Stored data entries
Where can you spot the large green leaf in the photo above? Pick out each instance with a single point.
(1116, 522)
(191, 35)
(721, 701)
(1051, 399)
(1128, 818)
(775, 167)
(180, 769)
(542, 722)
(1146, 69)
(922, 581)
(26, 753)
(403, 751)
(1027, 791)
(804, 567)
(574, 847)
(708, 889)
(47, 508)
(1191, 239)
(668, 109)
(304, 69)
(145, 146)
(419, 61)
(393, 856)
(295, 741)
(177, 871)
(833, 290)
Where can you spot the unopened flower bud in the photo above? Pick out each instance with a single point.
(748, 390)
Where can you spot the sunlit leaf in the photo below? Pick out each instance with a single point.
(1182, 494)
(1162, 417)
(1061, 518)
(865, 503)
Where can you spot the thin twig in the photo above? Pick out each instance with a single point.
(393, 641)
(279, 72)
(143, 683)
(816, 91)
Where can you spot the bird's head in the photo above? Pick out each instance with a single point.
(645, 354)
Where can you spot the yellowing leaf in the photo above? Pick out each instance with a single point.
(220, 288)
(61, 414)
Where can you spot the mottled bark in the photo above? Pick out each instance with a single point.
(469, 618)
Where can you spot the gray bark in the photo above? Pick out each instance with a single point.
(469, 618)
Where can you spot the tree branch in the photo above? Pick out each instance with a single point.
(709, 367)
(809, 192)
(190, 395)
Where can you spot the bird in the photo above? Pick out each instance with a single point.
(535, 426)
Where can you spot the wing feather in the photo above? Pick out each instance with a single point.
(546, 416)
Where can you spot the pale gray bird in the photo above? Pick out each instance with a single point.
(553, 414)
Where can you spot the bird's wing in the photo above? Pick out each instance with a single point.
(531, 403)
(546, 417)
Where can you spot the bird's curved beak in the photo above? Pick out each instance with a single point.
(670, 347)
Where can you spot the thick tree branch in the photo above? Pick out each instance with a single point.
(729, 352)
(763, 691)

**Description of the task**
Every record shown above must be echoed exactly.

**Solution for this problem**
Where can you spot the large green leaf in the photo above? Pick out each instance with a single point.
(1116, 522)
(191, 35)
(721, 701)
(1051, 399)
(1128, 818)
(775, 167)
(180, 769)
(542, 722)
(1146, 69)
(922, 581)
(26, 753)
(403, 751)
(1027, 791)
(804, 567)
(574, 847)
(708, 889)
(47, 508)
(1191, 239)
(668, 109)
(304, 69)
(145, 146)
(419, 61)
(393, 856)
(295, 741)
(177, 871)
(833, 290)
Where can you spot the unopened flower bud in the photo above? Pick out each instance with a single point.
(748, 390)
Where can you spot the sunlit leaf in the photo below? Pick out each instance with a single point.
(1182, 494)
(1162, 417)
(1061, 518)
(865, 503)
Where can you spot the thin twig in the photo above? Pick out each instance with a single point.
(393, 641)
(279, 72)
(143, 683)
(816, 91)
Where can you spot the bird's head in the photo above? Pick out each instance with a single point.
(645, 354)
Where can you spot the yellowing leaf in the photo above? Pick out each instance with a single point.
(220, 288)
(61, 414)
Where can you spot the mottled bark in the photo above? Pick out each instance with a single point.
(469, 618)
Where can you spot the gray bark in the photo above? Pick out each instance with a single point.
(469, 618)
Where can you spot the tree branch in the photo above? Pick out each instance with a single point.
(709, 367)
(809, 192)
(190, 395)
Where can you spot the bird in the photo above? Pick out each instance with a single point.
(535, 426)
Where can you spot the wing feather in the photo above? Pick out each instance with a single point.
(546, 416)
Where can you spot the pale gray bird in the photo above? Pick out each instance with a single point.
(553, 414)
Where can you spot the bird's wing in the photo above? Pick out each instance with a single point.
(531, 403)
(546, 417)
Where can you spot the bird's curved beak in the photo above? Pick out each instance with a single point.
(670, 347)
Where can you spot the thick tree branch in the photo above? Pick out each instance with a single point.
(729, 352)
(763, 691)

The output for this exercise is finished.